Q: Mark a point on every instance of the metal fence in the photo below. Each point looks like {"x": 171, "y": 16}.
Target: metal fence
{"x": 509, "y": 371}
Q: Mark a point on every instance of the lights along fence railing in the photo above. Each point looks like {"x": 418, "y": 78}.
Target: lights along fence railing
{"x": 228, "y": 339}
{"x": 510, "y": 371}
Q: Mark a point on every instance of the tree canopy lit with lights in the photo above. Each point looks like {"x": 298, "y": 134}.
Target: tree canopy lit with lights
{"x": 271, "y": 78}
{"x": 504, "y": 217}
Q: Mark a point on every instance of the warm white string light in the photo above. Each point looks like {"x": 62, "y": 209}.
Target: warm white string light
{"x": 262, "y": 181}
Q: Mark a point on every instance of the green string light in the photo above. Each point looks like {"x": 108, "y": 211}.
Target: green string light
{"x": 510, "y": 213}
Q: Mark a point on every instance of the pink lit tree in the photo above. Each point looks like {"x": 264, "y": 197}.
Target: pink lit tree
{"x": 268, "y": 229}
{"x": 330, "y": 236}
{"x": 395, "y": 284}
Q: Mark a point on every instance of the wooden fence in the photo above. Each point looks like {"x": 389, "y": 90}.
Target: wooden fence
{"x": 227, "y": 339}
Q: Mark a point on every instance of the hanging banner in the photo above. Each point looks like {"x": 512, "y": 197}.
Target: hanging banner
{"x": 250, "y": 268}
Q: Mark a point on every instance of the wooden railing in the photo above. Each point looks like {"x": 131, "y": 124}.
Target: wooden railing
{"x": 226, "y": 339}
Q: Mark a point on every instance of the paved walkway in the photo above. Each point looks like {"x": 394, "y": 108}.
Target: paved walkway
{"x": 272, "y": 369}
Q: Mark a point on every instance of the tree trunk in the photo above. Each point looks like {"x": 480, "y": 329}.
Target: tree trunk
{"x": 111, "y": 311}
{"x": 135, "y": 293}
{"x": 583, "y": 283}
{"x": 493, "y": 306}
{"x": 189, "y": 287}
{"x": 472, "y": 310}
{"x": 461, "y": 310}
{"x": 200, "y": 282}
-=-=-=-=-
EXERCISE PROMPT:
Repeat the material above in full, quoting it exactly.

EXERCISE ANSWER:
Q: Mark a point on every instance of the metal fence in the photo below. Each point looks like {"x": 171, "y": 16}.
Target: metal fence
{"x": 509, "y": 371}
Q: Mark a point on every instance of the lights along fence railing in the photo above. Each point looks like {"x": 418, "y": 78}.
Target: lights along fence railing
{"x": 228, "y": 339}
{"x": 510, "y": 371}
Q: Mark a point on every instance of the tree canopy lit with lights in the photo above. Each point looks like {"x": 298, "y": 134}.
Target: tree canopy lit with lights
{"x": 271, "y": 78}
{"x": 504, "y": 217}
Q: Mark a point on every instance of the warm white string light in the photo above. Each point looks like {"x": 62, "y": 209}.
Target: warm white string light
{"x": 262, "y": 181}
Q: Mark a point on every instance of the green string light in the photo above. Each point looks like {"x": 108, "y": 211}.
Target: green string light
{"x": 510, "y": 213}
Q: Mark a point on every instance of the pink lit tree in the photo above. Each point looks like {"x": 264, "y": 197}.
Target: pink lit tree
{"x": 268, "y": 229}
{"x": 330, "y": 236}
{"x": 395, "y": 284}
Q: Mark a point on every instance of the wooden fence in the photo above. Each point looks like {"x": 389, "y": 90}.
Target: wooden fence
{"x": 227, "y": 339}
Q: Mark a point on every instance of the hanging banner in the photo above. Each point looks like {"x": 512, "y": 197}.
Target: hanging banner
{"x": 250, "y": 268}
Q: Mark a point on every instance of the wooden railing in the photo above. Each point looks like {"x": 131, "y": 124}.
Target: wooden railing
{"x": 226, "y": 339}
Q: Mark a point on every instance of the paved walkway in the photo above. Each point looks like {"x": 394, "y": 108}.
Target: paved walkway
{"x": 272, "y": 369}
Q: Mark a point on every instance of the tree trunk in the photo above. Each point looks like {"x": 480, "y": 329}.
Target: tree trunk
{"x": 111, "y": 311}
{"x": 135, "y": 293}
{"x": 583, "y": 283}
{"x": 493, "y": 306}
{"x": 189, "y": 287}
{"x": 472, "y": 310}
{"x": 461, "y": 310}
{"x": 200, "y": 282}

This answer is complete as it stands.